Data records:
──────

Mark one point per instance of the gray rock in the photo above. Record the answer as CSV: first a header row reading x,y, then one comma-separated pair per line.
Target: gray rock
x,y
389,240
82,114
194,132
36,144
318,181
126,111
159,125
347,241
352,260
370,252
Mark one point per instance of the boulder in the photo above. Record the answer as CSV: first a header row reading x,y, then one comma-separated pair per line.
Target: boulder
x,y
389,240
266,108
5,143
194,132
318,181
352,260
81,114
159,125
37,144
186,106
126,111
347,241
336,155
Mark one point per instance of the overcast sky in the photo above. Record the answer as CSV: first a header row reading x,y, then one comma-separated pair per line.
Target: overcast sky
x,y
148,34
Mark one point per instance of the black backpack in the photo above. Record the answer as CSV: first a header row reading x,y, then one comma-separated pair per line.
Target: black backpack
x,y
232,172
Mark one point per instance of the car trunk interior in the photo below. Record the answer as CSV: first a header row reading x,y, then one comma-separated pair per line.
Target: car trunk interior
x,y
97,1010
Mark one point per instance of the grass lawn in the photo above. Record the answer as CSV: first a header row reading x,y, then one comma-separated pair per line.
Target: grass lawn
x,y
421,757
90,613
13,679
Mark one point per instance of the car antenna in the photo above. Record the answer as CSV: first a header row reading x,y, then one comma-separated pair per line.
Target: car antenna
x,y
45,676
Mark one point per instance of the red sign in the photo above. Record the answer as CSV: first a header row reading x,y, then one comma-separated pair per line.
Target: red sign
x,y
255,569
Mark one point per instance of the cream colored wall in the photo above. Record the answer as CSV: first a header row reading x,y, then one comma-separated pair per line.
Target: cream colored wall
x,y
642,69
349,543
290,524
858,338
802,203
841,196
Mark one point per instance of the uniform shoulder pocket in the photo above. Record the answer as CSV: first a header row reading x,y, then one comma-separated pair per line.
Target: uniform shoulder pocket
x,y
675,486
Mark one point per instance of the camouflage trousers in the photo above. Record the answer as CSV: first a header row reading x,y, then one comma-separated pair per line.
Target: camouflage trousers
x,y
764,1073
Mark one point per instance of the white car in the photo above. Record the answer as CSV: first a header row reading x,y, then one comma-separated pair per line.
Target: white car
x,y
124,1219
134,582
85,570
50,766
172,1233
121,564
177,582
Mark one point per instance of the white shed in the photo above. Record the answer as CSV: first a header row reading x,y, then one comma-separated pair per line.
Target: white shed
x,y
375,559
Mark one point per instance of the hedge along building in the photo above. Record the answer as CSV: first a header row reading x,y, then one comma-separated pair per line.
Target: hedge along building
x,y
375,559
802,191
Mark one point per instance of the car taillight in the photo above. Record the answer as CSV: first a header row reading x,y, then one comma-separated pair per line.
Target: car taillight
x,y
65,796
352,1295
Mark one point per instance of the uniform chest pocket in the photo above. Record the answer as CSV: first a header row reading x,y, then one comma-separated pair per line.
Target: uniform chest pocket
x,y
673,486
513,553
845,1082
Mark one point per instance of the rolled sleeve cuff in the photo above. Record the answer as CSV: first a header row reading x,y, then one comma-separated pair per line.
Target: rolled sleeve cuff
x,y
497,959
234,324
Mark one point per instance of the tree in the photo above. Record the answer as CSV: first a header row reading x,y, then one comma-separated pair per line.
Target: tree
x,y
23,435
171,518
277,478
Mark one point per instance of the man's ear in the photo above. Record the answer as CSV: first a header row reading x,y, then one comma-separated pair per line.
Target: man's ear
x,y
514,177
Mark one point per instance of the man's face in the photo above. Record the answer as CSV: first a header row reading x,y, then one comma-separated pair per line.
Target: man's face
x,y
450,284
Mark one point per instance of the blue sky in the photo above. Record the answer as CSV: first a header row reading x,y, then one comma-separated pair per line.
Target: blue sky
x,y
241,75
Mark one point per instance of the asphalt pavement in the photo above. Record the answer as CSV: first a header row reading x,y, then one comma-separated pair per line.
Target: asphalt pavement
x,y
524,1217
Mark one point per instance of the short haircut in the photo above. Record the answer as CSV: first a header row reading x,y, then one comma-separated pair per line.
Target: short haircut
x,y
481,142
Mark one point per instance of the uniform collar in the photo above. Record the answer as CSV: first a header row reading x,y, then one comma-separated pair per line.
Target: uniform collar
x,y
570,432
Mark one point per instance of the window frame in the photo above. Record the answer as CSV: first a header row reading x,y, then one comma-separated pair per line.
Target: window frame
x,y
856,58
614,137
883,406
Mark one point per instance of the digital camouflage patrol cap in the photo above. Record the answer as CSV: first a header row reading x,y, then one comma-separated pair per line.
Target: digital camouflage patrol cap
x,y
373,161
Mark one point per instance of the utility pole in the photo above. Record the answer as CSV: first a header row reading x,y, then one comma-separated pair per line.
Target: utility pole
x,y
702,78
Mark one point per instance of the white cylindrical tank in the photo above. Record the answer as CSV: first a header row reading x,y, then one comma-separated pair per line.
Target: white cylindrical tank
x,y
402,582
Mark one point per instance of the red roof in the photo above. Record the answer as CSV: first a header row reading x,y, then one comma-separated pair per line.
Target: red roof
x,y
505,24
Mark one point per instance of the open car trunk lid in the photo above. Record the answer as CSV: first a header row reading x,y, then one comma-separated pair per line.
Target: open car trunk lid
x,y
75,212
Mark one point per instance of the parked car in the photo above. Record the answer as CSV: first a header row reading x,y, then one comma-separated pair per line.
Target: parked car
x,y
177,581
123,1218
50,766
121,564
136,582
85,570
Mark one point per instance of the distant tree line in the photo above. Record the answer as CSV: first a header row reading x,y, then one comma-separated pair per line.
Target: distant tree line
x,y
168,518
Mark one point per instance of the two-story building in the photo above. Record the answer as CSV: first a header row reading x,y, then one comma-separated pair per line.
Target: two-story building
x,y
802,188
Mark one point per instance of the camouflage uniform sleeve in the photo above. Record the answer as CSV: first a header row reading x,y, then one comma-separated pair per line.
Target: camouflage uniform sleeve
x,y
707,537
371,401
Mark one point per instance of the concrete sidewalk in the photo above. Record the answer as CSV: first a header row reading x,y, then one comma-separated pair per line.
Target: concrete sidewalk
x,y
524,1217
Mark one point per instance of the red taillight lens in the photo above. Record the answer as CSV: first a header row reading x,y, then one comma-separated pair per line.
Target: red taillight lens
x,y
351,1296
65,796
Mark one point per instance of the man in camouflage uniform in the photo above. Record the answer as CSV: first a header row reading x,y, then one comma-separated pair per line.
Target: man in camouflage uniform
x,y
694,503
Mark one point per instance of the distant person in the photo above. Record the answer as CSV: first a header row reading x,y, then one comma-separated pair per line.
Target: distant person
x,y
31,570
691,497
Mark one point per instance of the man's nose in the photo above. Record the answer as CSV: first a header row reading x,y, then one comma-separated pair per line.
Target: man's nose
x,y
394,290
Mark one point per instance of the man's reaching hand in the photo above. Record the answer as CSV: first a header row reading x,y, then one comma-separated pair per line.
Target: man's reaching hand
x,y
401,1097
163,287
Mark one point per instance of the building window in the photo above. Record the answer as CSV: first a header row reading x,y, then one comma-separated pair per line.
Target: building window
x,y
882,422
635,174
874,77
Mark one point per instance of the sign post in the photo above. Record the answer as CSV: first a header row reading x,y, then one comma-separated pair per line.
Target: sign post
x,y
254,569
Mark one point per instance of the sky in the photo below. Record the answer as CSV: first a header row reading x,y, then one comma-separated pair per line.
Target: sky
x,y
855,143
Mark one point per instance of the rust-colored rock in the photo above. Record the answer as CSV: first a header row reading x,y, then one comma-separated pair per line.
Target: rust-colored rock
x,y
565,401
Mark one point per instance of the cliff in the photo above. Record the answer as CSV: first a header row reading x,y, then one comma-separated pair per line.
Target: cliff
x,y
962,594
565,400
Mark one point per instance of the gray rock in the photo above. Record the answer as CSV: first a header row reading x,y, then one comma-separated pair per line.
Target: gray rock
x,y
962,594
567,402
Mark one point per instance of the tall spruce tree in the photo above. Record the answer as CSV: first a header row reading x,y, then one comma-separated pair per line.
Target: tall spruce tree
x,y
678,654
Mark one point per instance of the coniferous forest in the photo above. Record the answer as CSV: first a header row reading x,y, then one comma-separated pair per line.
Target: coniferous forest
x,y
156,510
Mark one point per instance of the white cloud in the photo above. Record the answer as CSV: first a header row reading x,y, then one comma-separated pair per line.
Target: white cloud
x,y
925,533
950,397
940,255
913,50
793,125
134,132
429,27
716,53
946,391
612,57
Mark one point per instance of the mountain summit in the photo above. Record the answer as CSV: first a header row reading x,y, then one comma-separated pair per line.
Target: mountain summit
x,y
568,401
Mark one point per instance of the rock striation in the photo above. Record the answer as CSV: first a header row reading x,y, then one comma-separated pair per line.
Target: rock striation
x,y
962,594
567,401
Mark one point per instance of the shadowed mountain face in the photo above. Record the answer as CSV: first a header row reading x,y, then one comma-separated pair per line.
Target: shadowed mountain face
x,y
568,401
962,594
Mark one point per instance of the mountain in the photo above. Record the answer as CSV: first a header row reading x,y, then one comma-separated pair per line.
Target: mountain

──────

# DESCRIPTION OF THE TASK
Taking every line of the records in turn, count the ones holding "below", and state nothing but the number.

# ANSWER BOX
2